Data listing >>
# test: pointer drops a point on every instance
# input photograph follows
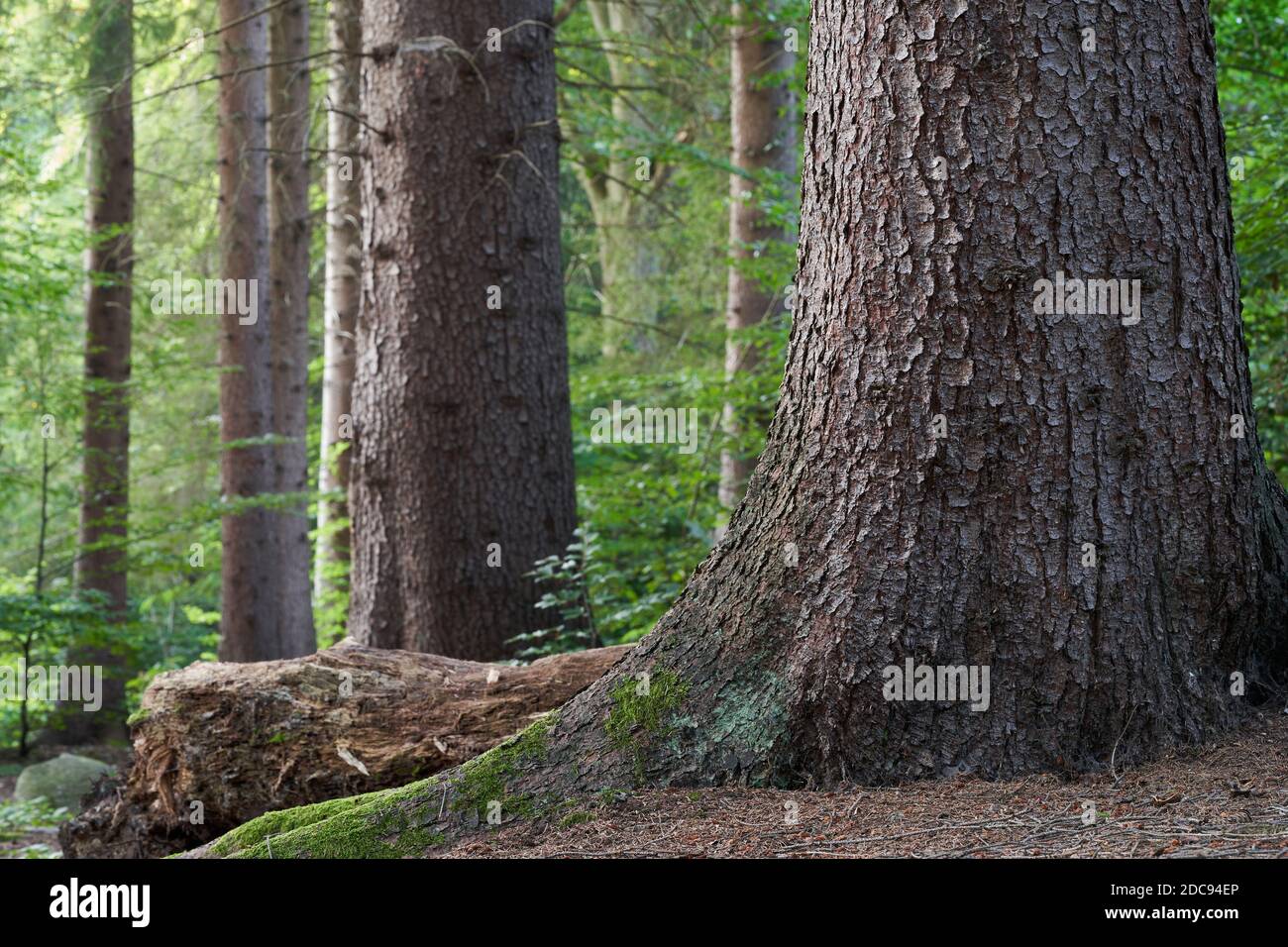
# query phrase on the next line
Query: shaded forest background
(653, 337)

What you should do >> Swap "forest" for "woodland" in the material above and write it out again with nothing else changed, leaving out the picture.

The reply >>
# test: pointer drops a point on every instance
# input photograph follows
# query phrase on the next line
Query: shaded woodland background
(653, 337)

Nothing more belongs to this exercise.